> **TASK GOAL**: Copy out the records character for character, from their first line through the line containing "xmin=227 ymin=179 xmax=265 ymax=352", with both of those lines included.
##### PROVIDED MATERIAL #####
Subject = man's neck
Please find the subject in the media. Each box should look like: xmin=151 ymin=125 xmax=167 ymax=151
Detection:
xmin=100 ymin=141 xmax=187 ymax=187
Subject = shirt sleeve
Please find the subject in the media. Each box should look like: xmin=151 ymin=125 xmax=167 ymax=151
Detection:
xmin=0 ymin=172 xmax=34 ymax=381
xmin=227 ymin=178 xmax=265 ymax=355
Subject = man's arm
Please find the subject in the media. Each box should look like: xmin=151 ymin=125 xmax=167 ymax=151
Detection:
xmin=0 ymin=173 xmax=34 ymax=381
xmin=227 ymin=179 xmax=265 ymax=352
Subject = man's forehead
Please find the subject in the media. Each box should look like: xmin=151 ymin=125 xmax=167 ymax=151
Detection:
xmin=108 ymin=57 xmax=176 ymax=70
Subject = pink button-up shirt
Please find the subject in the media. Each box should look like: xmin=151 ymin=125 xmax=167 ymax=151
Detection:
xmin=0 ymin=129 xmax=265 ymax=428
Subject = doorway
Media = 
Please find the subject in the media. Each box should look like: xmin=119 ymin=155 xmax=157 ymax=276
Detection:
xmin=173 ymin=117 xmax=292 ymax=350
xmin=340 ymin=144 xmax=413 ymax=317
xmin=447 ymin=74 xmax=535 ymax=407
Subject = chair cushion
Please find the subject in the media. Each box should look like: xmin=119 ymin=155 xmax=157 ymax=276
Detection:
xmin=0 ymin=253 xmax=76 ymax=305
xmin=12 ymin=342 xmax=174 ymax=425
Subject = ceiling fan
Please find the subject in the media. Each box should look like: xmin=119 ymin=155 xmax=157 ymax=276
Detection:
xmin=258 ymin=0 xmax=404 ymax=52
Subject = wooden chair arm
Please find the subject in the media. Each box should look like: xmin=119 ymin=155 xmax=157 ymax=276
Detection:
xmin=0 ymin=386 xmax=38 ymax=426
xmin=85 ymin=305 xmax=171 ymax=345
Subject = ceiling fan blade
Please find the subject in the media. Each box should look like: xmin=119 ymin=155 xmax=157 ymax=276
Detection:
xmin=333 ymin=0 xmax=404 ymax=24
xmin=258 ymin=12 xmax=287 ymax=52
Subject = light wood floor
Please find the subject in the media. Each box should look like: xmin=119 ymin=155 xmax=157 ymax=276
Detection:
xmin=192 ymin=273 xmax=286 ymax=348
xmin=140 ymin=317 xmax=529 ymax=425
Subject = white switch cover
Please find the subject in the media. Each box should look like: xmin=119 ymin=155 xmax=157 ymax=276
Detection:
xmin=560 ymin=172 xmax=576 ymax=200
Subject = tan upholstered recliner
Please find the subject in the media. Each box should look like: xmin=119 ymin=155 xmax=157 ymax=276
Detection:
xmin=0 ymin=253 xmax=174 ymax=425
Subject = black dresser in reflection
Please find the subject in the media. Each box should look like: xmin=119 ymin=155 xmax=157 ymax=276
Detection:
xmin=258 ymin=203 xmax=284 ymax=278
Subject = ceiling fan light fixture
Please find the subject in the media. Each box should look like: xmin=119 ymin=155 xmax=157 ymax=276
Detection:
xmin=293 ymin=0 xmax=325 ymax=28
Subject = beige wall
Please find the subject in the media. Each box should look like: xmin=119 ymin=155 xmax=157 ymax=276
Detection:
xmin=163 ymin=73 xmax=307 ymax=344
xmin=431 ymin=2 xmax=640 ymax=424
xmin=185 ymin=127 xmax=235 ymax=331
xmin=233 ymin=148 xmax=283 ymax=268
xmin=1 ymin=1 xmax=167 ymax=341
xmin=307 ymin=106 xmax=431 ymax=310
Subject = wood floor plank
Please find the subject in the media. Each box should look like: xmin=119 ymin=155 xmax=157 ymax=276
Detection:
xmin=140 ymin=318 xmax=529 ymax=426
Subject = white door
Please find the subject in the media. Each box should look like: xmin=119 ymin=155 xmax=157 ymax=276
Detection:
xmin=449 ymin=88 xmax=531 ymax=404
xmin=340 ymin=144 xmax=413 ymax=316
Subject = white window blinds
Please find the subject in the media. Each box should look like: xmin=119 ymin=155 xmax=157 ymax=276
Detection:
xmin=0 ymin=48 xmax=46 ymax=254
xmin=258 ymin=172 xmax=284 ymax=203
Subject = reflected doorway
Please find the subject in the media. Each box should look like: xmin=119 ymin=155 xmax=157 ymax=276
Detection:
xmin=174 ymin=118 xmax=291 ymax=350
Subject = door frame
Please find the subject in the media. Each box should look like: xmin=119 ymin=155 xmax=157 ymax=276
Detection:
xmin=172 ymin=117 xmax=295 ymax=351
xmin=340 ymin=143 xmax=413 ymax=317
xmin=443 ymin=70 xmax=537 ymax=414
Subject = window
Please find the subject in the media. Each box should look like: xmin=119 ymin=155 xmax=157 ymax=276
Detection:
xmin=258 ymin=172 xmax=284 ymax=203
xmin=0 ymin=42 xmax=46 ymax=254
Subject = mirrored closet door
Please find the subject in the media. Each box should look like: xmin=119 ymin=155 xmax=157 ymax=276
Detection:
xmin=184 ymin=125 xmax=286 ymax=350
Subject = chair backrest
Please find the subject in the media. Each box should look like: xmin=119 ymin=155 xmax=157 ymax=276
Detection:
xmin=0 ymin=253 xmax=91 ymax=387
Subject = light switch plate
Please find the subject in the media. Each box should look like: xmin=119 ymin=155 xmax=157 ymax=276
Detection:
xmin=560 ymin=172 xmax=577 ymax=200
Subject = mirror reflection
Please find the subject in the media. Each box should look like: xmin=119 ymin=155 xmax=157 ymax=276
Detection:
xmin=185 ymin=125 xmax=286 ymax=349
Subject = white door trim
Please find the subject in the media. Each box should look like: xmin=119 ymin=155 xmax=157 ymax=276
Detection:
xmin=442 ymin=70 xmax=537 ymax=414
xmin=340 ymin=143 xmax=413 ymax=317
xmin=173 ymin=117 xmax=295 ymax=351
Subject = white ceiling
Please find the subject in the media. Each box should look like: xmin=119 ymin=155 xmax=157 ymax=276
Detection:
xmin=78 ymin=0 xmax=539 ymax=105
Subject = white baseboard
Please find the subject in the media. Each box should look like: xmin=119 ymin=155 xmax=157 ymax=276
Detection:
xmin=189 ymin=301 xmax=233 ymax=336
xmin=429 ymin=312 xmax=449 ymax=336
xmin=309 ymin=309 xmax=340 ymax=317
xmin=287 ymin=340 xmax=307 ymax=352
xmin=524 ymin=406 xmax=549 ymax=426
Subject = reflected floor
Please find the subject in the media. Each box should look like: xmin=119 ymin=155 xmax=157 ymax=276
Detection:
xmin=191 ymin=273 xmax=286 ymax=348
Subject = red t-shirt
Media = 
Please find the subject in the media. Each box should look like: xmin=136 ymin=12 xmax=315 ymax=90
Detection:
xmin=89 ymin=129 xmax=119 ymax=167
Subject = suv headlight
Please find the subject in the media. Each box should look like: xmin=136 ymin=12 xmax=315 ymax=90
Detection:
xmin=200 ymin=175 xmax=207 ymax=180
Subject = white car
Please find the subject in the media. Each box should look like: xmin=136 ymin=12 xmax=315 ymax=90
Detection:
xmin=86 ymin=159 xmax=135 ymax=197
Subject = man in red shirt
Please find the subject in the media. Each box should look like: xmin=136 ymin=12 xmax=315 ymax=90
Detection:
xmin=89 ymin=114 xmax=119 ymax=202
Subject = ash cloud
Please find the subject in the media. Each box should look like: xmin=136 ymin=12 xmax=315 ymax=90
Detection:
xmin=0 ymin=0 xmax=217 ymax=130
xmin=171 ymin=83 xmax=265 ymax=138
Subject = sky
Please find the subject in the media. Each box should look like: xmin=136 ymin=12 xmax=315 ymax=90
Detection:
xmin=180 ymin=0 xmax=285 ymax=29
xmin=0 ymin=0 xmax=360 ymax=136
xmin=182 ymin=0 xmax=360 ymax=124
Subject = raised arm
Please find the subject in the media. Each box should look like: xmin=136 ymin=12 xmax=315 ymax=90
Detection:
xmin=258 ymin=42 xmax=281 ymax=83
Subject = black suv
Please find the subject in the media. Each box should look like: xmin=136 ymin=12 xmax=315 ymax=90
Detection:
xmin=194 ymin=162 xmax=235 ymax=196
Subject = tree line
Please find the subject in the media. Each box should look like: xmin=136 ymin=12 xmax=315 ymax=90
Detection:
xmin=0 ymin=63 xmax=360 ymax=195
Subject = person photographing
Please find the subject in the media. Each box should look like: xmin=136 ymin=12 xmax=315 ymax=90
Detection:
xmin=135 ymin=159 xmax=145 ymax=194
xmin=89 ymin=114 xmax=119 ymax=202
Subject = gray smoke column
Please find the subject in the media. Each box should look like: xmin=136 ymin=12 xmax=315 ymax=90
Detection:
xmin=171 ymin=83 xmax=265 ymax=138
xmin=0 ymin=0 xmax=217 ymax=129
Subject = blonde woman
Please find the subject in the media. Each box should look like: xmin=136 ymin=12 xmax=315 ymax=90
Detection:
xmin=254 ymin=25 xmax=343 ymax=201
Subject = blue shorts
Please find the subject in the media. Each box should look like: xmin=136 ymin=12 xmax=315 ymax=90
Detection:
#####
> **EXPECTED ANSWER**:
Subject = man's neck
Please find the subject in the media. Each box should look like: xmin=151 ymin=125 xmax=167 ymax=151
Detection:
xmin=100 ymin=141 xmax=187 ymax=187
Subject = shirt sleeve
Please find the subject in the media. Each box should look like: xmin=151 ymin=125 xmax=167 ymax=151
Detection:
xmin=0 ymin=172 xmax=34 ymax=381
xmin=227 ymin=178 xmax=265 ymax=355
Subject = man's arm
Please find the subject in the media. Each box should look like: xmin=151 ymin=125 xmax=167 ymax=151
Detection:
xmin=0 ymin=173 xmax=34 ymax=381
xmin=227 ymin=179 xmax=265 ymax=352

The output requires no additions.